## PROBLEM DETAILS
Copy out each record below, exactly as given.

*** Opening of AVAILABLE DATA ***

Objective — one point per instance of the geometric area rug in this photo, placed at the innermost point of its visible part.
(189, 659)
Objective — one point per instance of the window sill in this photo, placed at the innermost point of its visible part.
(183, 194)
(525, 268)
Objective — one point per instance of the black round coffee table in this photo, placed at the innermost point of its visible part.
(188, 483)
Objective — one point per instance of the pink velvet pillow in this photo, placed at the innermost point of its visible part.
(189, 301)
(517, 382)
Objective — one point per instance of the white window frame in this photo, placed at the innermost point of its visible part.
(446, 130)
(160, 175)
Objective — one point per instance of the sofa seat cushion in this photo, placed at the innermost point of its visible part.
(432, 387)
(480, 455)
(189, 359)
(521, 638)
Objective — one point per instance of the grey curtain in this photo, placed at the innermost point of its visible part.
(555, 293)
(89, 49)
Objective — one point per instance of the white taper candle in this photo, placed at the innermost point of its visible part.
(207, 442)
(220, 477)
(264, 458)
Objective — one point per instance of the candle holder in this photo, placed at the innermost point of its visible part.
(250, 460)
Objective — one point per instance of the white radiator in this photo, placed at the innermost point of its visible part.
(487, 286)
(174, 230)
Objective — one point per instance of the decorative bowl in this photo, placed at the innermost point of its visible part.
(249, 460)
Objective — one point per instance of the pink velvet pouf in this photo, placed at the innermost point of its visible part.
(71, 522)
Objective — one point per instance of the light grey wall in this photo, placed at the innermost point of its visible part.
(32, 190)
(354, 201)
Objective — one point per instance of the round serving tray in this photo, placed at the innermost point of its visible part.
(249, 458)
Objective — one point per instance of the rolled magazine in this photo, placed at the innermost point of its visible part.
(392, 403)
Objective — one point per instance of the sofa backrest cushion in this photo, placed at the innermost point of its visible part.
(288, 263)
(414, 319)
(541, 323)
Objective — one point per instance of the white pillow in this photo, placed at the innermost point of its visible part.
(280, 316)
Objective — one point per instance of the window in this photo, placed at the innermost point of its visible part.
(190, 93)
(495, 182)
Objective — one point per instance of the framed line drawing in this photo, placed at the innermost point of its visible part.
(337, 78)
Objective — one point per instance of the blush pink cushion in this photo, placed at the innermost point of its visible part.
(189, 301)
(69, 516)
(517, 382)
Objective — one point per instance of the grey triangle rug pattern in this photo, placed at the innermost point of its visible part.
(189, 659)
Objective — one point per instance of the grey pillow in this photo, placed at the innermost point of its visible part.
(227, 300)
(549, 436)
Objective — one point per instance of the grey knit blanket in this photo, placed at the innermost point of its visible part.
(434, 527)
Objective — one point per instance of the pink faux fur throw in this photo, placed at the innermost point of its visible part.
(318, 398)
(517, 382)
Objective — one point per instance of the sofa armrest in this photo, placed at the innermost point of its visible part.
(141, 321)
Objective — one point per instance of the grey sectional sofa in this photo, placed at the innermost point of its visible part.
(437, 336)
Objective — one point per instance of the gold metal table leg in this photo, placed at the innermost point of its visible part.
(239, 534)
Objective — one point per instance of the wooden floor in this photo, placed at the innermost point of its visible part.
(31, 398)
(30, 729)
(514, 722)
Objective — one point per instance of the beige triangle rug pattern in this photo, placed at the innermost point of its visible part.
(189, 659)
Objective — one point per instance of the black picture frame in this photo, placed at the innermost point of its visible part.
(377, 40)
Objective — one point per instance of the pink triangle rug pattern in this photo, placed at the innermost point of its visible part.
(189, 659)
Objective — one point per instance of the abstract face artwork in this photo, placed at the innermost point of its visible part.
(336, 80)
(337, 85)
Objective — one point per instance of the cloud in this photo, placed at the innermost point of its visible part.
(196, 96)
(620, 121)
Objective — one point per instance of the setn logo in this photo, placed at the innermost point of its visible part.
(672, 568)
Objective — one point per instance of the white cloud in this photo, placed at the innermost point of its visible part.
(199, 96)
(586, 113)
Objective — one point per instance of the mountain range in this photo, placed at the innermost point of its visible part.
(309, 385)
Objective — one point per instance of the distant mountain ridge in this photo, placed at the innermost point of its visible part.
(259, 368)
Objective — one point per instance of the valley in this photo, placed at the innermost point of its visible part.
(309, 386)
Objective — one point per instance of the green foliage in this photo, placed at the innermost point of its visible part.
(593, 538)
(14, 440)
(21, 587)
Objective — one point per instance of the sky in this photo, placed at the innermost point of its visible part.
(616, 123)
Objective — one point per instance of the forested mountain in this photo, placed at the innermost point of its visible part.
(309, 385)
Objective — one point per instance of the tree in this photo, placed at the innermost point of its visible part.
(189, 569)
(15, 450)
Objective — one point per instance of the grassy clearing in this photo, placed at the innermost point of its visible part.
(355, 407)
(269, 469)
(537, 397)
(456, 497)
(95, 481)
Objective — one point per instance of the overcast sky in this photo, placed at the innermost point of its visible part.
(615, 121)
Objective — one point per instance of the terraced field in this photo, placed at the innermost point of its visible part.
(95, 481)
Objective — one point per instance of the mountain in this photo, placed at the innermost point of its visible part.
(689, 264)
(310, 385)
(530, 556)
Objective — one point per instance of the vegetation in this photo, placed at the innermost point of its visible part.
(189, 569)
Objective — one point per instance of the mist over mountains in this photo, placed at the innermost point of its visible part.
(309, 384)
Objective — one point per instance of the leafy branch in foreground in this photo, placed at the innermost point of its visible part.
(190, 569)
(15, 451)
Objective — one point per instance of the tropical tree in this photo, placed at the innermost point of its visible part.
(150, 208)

*** Close of AVAILABLE DATA ***

## ANSWER BOX
Objective — one point per instance of the geometric area rug in this photo, placed at the innermost point of its visible part.
(189, 659)
Objective — one point per instance of the window sill in this photo, placed at the innermost point of its visible part.
(183, 194)
(525, 268)
Objective — one point per instance of the black round coffee table in this photo, placed at the innermost point of its visible part.
(188, 483)
Objective — one point per instance of the pink velvet pillow in this photo, placed at the innermost point of its visible part.
(189, 301)
(517, 382)
Objective — one point per instance of the white window frame in this photo, placed at the innermost point of its visible part.
(446, 130)
(160, 175)
Objective — one point per instance of the sofa seat cushion in this photo, placed at the innermost point of its visible part.
(432, 387)
(480, 455)
(189, 359)
(521, 638)
Objective — one point per instance of the grey curtain in this photo, placed at the innermost point of its visible part.
(555, 293)
(89, 49)
Objective — one point per instance of the white taper candle in this photo, placed at the innermost point of its visible part.
(207, 442)
(220, 477)
(264, 458)
Objective — one point per instance of the candle holder in this photo, placed at the innermost point of its visible part.
(250, 460)
Objective — one point per instance of the white radiator in this photo, placed at the innermost point of its visible part.
(487, 286)
(174, 230)
Objective — one point per instance of the decorative bowl in this photo, placed at the innermost point of its visible part.
(249, 460)
Objective — one point per instance of the pink velvet pouf in this photo, placed at the innermost point of its visible part.
(71, 522)
Objective — one point per instance of the light grey wall in this photo, placed at the innermost point of its visible part.
(32, 190)
(354, 201)
Objective — one point per instance of the round serving tray in this photo, placed at the innermost point of its visible part.
(249, 458)
Objective — one point per instance of the rolled magazine in this photo, placed at the innermost point of its visible part.
(392, 403)
Objective — one point per instance of the sofa backrest cushion in this photo, placed at the innermost point of its visible part.
(288, 263)
(414, 319)
(541, 323)
Objective — one point per instance of the white pillow in this photo, placed at the innermost point of its visible part.
(280, 316)
Objective — one point per instance of the window in this photo, placed at the innermost point of its visible part.
(190, 93)
(495, 182)
Objective — one point per instance of the framed line drawing in this photo, placed at the innermost point of its visible part.
(337, 78)
Objective — one point per instance of the blush pink cushion in this photo, placed at the innermost point of its visible part.
(189, 301)
(69, 516)
(517, 382)
Objective — one point per instance of the grey triangle rug pattern in this photo, placed at the innermost point of its visible part.
(189, 659)
Objective — one point per instance of the grey pillow in this photo, placed at the innermost point of its visible part.
(227, 300)
(549, 436)
Objective — one point per instance of the grey knit blanket in this photo, placed at the innermost point of its visible part.
(434, 527)
Objective — one point per instance of the pink faux fur throw in this photo, placed at the innermost point of its visible part.
(318, 398)
(517, 382)
Objective — one point per instance of the sofa armrest in this photo, placed at the innermost point of its visible part.
(141, 321)
Objective — one point per instance of the grey sectional sofa in this photo, placed at the innermost point of its visible part.
(437, 336)
Objective — one point per instance of the gold metal table leg in this photo, placed at the innermost point of its visible part.
(239, 534)
Objective — one point per instance of the wooden floor in this photo, placed at the innermost point of its visible part.
(31, 398)
(30, 729)
(514, 722)
Objective — one point per instance of the beige triangle rug pattern in this photo, placed at the innermost point of its visible part.
(189, 659)
Objective — one point per instance of the black picture frame in this photo, placed at the innermost point of its visible part.
(377, 40)
Objective — one point per instance of the pink triangle rug pattern in this photo, placed at the innermost point of its visible part.
(189, 659)
Objective — one point per instance of the abstract face artwork in this photo, placed at the innermost point of its visible part.
(336, 80)
(337, 85)
Objective — one point per instance of the cloud in this photo, placed at the innermost point of its visible part.
(196, 96)
(620, 121)
Objective — one point per instance of the setn logo in this photo, placed at the innermost point of its visible part.
(672, 568)
Objective — one point per instance of the white cloud in this photo, placed at the innermost point of its visible part.
(199, 96)
(586, 113)
Objective — one point per instance of the mountain range in this photo, placed at the innermost point of its visible part.
(309, 385)
Objective — one point per instance of the distant mountain ridge in this photo, placed at the innermost point of its visible part.
(259, 368)
Objective — one point per instance of the valley in this photo, placed at the innermost point of its visible part.
(309, 386)
Objective — one point per instance of the green foliage in this photo, placed at the innermost point of its visible part.
(593, 538)
(14, 440)
(21, 587)
Objective — one point per instance of the sky in this photo, placed at the innermost point of its visible part.
(616, 123)
Objective — one point per instance of the forested mountain in this photo, placed at the innermost point of its visible part.
(309, 385)
Objective — one point per instance of the tree in this photo, placed at the innermost point of its visible part.
(189, 569)
(15, 450)
Objective — one point per instance of the grassy clearing in this photo, placed at the innermost point of its visible part.
(355, 407)
(269, 469)
(537, 397)
(456, 497)
(95, 481)
Objective — one point per instance of the overcast sky in this photo, placed at the innermost point of its visible part.
(615, 121)
Objective — one point per instance of the terraced field in this photo, placed at the innermost point of its visible part.
(95, 481)
Objective — one point per instance of the mountain in this photo, placed at the innermost point of its visible part.
(689, 264)
(310, 385)
(530, 556)
Objective — one point per instance of the vegetation in this photo, placed at the innermost point of its visible part.
(189, 569)
Objective — one point per instance of the mist over mountains in this photo, placed at the innermost point of its visible part.
(309, 384)
Objective — one point per instance of the leafy branch in foreground in this photo, placed at the innermost point of its visible part.
(190, 569)
(15, 451)
Objective — one point per instance of the tropical tree in this photo, placed at the innermost point of its visible part.
(150, 208)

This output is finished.